### Was zu tun ist
Welche im Buch einbezogene Sichtweise bringt laut der Buchbesprechung etwas frischen Wind in die Angelegenheit?
━━━ Dokumenttext ━━━
Ab diesem Zeitpunkt ist jedoch nicht nur die Spannung verschwunden, auch die Geschwindigkeit der Geschichte verebbt. Es gibt Reibereien und Handgreiflichkeiten, die jedoch letztlich zu nichts führen und immer wieder am Ausgangspunkt enden. Alle Parteien sind und bleiben sich gegenseitig unsympathisch. Und die sich im Kreis drehenden ethischen Diskussionen zur Forschung an Embryonen, zur Manipulation von Genen und zur Gentechnik im Allgemeinen sind alle schon aus der Realität aus den Medien bekannt. Ich kann durchaus verstehen, dass Wissenschaftler auf eigene Faust unter dem Radar fliegend Experimente durchführen, denn die ethischen Debatten werden wohl niemals einen Konsens erzielen. Das tun sie im echten Leben nicht, im Buch werden aber leider auch keine neuen Ansätze geliefert. Einzig die im Buch mit einbezogene Sichtweise der „sonderbegabten“ Kinder bringt etwas frischen Wind in die Angelegenheit.
Nichtsdestotrotz hat mir die Idee des Buches sehr gefallen. Es regt zum Nachdenken darüber an, wie es in der Realität wohl mit solchen „privaten Forschungsprogrammen“ steht und ob wir in unserer Leistungsgesellschaft mit „den besten Voraussetzungen“ nicht einige essentielle Punkte übersehen. Die zahlreichen Exkurse in die Biologie und die Gentechnik, die das Buch in diesem Zusammenhang vornimmt, waren mir anfangs zwar aus der Schule bekannt, im weiteren Verlauf aber durchaus spannend. Die Entwicklungen, Eingriffe und Veränderungen, die der Autor beschreibt, sind alle gut begründet und die Erklärungen gehen auf der wissenschaftlichen Ebene weit genug in die Tiefe, um die Geschichte erschreckend realistisch erscheinen zu lassen.
━━━ Bereitgestelltes Material ━━━
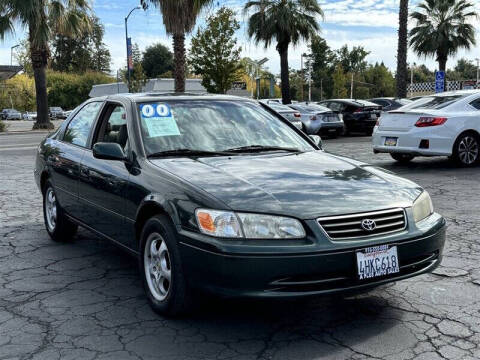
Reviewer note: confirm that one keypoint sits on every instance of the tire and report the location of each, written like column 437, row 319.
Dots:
column 402, row 158
column 162, row 272
column 57, row 224
column 466, row 150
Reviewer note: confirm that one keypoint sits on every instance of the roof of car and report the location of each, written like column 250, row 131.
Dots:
column 155, row 96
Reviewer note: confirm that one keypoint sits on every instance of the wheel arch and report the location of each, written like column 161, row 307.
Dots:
column 148, row 209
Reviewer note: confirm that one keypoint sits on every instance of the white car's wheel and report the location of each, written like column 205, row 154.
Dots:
━━━
### Antwortbereich
Die Sichtweise der „sonderbegabten“ Kinder.